===== Passage shown =====

# Transformation into an e-bike



## caverex (May 19, 2019)

I've got Fuji Gran Fondo 2.1 bike and I want to convert into the e-bike. Is it a good idea?))
Due to its carbon folks, the front kit wheel won't work out well as far as I heard so who can advise the best option for installing the rear one.
I'd appreciate if your proposition would be up to 500 bucks.
THNX


----------



## AC/BC (Jun 22, 2006)

The biggest worry is that the frame is carbon so you'd want a low-watt kit (maybe 750w-1000w max). The people on Endless Sphere seem to all think carbon is a terrible frame material for a hub motor conversion as it puts different loads of stress on the frame and people have cracked and snapped frames in the past... although these were high watt conversions... you'd probably be safe with a 750watt kit.

Also, you always want a rear wheel kit. FWD is silly and can be dangerous without a strong fork. On a road bike you'd want to convert to a steel fork.

If i was doing a road bike i'd get a MAC hub motor kit... but you'd want to look into if it's appropriate for a carbon bike.


----------



## richj8990 (Apr 4, 2017)

AC/BC said:


> The biggest worry is that the frame is carbon so you'd want a low-watt kit (maybe 750w-1000w max). The people on Endless Sphere seem to all think carbon is a terrible frame material for a hub motor conversion as it puts different loads of stress on the frame and people have cracked and snapped frames in the past... although these were high watt conversions... you'd probably be safe with a 750watt kit.

===== Recorded information =====

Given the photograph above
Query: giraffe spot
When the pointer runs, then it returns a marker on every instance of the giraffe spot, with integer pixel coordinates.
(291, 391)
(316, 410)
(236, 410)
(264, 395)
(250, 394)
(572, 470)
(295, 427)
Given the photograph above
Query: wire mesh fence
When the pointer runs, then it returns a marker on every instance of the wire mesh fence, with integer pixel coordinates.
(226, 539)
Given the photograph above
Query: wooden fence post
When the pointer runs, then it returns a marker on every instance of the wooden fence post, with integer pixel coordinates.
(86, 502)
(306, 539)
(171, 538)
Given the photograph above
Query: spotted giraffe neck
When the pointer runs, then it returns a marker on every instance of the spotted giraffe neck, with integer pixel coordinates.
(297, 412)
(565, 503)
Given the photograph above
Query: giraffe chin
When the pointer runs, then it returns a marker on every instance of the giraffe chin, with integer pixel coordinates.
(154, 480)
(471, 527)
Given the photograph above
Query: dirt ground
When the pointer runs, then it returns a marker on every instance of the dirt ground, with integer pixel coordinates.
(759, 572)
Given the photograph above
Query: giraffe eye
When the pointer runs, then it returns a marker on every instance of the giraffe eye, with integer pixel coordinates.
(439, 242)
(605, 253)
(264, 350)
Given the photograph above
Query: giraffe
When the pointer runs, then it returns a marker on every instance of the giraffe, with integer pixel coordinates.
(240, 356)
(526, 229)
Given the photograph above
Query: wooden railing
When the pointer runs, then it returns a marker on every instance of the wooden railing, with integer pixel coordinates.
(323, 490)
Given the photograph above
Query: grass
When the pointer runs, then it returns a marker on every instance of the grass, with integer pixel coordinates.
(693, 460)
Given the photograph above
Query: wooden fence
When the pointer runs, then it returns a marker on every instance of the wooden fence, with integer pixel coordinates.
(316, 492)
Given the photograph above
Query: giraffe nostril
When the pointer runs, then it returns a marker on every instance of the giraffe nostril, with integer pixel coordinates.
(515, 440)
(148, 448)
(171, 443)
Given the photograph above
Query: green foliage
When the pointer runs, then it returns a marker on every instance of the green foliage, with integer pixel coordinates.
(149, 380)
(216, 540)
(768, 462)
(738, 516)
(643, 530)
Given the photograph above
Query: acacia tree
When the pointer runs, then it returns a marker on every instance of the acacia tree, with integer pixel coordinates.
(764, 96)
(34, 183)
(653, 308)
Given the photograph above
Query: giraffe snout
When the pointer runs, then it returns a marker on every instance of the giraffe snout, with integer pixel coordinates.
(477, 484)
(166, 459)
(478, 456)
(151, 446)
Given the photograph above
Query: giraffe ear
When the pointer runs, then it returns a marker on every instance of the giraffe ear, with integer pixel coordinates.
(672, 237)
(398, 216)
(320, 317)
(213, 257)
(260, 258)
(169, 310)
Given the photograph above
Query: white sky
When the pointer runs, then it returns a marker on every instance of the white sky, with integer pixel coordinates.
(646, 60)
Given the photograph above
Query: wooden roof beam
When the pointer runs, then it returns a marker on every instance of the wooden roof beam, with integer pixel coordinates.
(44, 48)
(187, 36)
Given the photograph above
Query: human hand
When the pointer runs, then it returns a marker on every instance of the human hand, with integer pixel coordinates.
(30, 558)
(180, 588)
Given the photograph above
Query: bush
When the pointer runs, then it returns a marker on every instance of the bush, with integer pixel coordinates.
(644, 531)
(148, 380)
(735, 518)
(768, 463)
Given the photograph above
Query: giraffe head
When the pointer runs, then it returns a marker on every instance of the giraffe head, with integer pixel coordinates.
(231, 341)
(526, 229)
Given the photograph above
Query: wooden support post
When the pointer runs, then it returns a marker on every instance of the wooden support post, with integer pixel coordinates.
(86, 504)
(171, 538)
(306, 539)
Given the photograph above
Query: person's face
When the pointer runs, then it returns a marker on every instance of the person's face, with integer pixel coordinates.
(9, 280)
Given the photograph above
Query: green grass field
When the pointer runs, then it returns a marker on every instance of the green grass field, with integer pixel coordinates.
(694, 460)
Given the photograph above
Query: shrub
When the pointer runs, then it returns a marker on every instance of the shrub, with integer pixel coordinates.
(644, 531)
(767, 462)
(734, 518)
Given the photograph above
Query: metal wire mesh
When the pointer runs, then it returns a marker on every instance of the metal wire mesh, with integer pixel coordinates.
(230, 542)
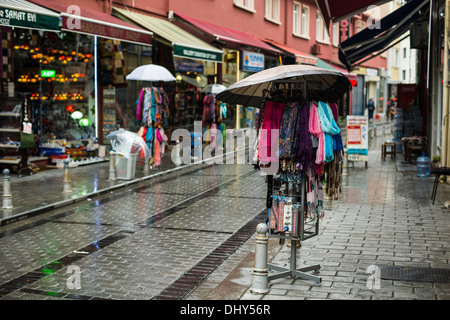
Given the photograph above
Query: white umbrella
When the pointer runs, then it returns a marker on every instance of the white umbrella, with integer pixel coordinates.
(214, 88)
(151, 72)
(249, 91)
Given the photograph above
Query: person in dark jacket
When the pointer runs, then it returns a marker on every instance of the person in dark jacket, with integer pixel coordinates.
(371, 108)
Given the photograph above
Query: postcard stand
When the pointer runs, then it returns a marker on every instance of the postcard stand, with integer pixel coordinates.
(298, 228)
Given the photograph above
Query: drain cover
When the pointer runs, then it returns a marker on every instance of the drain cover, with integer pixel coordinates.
(414, 274)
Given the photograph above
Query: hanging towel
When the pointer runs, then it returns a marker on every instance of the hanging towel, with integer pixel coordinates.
(139, 106)
(304, 148)
(337, 139)
(329, 128)
(287, 130)
(316, 130)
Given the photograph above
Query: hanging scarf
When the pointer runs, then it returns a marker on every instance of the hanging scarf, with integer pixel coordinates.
(304, 151)
(315, 129)
(287, 129)
(139, 102)
(329, 127)
(223, 110)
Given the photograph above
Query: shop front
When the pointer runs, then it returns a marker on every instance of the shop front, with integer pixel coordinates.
(69, 76)
(244, 54)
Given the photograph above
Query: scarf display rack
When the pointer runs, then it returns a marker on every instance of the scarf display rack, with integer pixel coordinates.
(309, 153)
(152, 112)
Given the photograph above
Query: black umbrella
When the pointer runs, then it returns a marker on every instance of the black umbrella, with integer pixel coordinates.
(325, 83)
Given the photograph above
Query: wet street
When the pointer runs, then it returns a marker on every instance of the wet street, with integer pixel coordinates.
(155, 240)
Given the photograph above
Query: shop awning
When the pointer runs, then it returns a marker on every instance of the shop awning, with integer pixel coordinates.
(219, 33)
(184, 44)
(353, 50)
(300, 57)
(23, 14)
(97, 23)
(333, 10)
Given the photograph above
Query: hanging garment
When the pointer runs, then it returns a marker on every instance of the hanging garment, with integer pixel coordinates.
(157, 146)
(164, 140)
(272, 118)
(213, 136)
(149, 137)
(316, 130)
(304, 148)
(287, 130)
(147, 105)
(329, 128)
(337, 139)
(223, 110)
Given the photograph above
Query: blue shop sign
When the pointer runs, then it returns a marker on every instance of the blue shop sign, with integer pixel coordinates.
(252, 61)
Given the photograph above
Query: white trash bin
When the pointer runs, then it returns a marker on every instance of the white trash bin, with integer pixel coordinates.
(125, 165)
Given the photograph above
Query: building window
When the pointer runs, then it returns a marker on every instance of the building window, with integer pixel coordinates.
(272, 10)
(396, 57)
(321, 30)
(301, 20)
(360, 25)
(248, 5)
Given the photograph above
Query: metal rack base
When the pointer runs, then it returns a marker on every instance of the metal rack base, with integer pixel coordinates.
(293, 271)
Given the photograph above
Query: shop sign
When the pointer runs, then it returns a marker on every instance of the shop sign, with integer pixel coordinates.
(48, 73)
(252, 61)
(357, 137)
(305, 60)
(196, 53)
(19, 18)
(106, 31)
(188, 66)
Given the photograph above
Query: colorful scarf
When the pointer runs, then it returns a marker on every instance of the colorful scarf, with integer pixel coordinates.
(329, 128)
(316, 130)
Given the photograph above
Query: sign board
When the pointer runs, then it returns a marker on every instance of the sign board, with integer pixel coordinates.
(25, 19)
(252, 61)
(357, 138)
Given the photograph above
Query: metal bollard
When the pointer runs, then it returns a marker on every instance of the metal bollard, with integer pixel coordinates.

=====

* _Your tasks_:
**1.** Which usernames in the e-bike conversion thread appear in a header above a post? List them all.
**2.** Translate this sentence from the e-bike conversion thread into Spanish: "FWD is silly and can be dangerous without a strong fork."
**3.** Please reproduce word for word the part of the e-bike conversion thread that opens with the words "## caverex (May" and closes with "to 500 bucks.".

* _Expected responses_:
**1.** caverex, AC/BC, richj8990

**2.** La tracción delantera es una tontería y puede ser peligrosa sin una horquilla resistente.

**3.**
## caverex (May 19, 2019)

I've got Fuji Gran Fondo 2.1 bike and I want to convert into the e-bike. Is it a good idea?))
Due to its carbon folks, the front kit wheel won't work out well as far as I heard so who can advise the best option for installing the rear one.
I'd appreciate if your proposition would be up to 500 bucks.